• WHAT TO DO: Return every line in the entries below that contains the string "negative". Treat uppercase and lowercase as different.

• EXERCISE DATA:

*** Block opens ***

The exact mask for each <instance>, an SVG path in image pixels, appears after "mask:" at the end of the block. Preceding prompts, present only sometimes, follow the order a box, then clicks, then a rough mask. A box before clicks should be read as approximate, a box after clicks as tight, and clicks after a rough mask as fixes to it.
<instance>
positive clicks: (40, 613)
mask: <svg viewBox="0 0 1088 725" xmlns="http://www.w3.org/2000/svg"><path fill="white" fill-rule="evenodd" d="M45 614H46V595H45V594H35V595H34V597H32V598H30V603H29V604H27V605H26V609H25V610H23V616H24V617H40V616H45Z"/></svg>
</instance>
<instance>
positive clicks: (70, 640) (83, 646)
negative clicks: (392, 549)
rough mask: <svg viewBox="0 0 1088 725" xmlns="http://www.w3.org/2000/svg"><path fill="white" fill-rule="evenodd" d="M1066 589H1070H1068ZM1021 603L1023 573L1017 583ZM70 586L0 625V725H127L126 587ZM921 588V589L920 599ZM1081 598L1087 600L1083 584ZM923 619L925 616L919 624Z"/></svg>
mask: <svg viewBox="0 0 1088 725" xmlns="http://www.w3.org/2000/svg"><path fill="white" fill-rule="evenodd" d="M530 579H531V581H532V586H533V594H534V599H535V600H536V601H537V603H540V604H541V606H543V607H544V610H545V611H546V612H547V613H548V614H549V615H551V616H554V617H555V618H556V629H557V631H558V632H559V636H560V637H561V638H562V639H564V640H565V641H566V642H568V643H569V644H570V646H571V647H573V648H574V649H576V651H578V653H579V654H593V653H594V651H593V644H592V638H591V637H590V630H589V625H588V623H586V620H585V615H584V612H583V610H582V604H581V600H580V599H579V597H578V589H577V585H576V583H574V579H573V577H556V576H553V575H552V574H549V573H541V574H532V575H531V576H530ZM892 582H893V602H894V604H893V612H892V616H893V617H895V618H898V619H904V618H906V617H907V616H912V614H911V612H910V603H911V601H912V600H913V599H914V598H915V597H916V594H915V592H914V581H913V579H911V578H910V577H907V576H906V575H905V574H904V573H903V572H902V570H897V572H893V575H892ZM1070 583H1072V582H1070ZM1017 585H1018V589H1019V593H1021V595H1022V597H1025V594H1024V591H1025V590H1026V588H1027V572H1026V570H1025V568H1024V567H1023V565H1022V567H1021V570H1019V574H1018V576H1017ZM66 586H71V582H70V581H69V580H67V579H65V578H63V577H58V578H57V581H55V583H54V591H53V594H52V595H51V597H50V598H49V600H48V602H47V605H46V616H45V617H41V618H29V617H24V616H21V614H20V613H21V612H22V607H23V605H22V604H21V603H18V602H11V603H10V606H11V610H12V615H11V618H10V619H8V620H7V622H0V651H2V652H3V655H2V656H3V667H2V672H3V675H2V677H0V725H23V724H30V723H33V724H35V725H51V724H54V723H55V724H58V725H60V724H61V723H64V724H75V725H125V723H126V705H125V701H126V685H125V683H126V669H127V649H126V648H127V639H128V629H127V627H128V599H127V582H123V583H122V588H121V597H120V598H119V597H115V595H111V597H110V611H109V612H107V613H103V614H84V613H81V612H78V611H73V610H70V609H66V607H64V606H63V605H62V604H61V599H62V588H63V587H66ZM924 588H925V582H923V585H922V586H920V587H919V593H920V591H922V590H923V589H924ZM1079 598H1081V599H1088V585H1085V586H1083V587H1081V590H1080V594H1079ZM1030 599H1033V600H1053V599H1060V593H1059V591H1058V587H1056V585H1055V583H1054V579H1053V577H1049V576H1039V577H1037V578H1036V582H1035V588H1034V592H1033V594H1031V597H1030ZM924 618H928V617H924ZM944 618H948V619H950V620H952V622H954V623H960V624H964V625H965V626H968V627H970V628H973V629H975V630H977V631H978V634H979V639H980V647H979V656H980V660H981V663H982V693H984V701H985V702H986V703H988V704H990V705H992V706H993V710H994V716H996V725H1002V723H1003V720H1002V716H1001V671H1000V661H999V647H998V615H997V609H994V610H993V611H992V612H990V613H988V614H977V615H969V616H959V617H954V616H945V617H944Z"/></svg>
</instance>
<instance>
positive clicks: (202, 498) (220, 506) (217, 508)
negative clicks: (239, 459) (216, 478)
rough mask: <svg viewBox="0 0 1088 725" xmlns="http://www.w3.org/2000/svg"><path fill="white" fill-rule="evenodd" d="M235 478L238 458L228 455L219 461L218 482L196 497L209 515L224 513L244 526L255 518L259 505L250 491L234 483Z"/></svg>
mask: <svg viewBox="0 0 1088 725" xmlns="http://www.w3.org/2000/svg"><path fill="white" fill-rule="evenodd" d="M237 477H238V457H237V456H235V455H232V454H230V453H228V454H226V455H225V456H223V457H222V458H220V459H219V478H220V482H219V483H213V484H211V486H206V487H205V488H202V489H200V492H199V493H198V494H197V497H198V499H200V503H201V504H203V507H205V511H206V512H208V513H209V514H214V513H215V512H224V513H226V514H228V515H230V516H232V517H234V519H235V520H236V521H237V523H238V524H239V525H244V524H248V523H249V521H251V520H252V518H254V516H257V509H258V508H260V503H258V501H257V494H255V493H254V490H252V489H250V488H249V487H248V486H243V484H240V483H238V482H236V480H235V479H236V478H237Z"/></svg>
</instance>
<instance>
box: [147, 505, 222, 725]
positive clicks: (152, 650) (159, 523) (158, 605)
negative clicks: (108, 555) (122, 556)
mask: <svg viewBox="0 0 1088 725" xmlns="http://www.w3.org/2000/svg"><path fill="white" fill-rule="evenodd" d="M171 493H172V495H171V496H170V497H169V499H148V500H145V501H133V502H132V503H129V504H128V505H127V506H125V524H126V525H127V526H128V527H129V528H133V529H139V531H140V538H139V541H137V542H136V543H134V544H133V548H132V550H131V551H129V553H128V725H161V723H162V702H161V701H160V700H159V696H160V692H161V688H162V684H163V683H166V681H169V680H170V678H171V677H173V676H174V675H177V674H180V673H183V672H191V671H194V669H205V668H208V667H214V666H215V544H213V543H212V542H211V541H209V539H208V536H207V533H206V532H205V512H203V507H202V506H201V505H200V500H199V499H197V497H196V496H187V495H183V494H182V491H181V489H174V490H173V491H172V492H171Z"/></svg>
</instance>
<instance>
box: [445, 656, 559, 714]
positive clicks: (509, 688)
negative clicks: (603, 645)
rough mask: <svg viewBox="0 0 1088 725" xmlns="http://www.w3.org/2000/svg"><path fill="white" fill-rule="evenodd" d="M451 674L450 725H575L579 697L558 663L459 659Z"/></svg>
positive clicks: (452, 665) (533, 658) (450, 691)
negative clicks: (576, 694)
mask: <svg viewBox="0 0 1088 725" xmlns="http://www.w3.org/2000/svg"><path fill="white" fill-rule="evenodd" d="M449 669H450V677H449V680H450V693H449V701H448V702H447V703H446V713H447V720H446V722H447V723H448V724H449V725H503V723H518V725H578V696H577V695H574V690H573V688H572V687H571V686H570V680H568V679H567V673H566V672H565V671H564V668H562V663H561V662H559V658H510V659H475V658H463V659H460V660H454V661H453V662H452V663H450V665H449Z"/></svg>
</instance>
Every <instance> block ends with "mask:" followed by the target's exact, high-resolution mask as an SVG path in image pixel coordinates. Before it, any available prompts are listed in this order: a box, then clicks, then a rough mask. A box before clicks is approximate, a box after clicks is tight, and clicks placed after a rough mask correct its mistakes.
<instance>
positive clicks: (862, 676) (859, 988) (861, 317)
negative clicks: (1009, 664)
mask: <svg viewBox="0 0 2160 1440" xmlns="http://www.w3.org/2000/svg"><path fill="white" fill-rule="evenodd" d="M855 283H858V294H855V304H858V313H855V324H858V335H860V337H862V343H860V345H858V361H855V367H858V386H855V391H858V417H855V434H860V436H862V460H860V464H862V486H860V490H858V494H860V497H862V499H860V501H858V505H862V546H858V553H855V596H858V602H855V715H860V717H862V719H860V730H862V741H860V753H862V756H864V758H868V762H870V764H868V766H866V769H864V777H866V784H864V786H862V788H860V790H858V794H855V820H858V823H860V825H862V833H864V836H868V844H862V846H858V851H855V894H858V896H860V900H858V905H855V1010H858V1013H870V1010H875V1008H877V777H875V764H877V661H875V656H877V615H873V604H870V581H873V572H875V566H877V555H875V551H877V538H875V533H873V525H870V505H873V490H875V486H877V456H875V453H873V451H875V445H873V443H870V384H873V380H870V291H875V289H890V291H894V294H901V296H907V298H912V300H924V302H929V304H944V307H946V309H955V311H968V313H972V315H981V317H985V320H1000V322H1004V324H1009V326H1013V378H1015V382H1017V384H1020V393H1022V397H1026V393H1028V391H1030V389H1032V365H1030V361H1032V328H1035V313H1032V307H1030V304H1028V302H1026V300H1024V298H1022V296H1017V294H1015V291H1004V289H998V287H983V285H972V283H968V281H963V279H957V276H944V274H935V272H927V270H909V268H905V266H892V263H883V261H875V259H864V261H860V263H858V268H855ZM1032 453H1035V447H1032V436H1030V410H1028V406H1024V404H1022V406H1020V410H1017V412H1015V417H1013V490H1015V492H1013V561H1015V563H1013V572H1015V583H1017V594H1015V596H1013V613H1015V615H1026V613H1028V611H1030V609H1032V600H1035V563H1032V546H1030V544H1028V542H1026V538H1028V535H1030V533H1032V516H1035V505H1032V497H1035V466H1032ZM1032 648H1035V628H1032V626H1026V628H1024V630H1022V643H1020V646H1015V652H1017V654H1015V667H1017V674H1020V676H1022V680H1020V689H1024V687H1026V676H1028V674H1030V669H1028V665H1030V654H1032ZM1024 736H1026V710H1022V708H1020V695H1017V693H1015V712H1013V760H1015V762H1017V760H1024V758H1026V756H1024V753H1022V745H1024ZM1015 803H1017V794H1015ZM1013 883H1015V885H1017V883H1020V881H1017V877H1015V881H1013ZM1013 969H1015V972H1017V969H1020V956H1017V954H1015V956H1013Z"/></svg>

*** Block closes ***

• TASK ANSWER:
negative clicks: (392, 549)
negative clicks: (239, 459) (216, 478)
negative clicks: (108, 555) (122, 556)
negative clicks: (603, 645)
negative clicks: (576, 694)
negative clicks: (1009, 664)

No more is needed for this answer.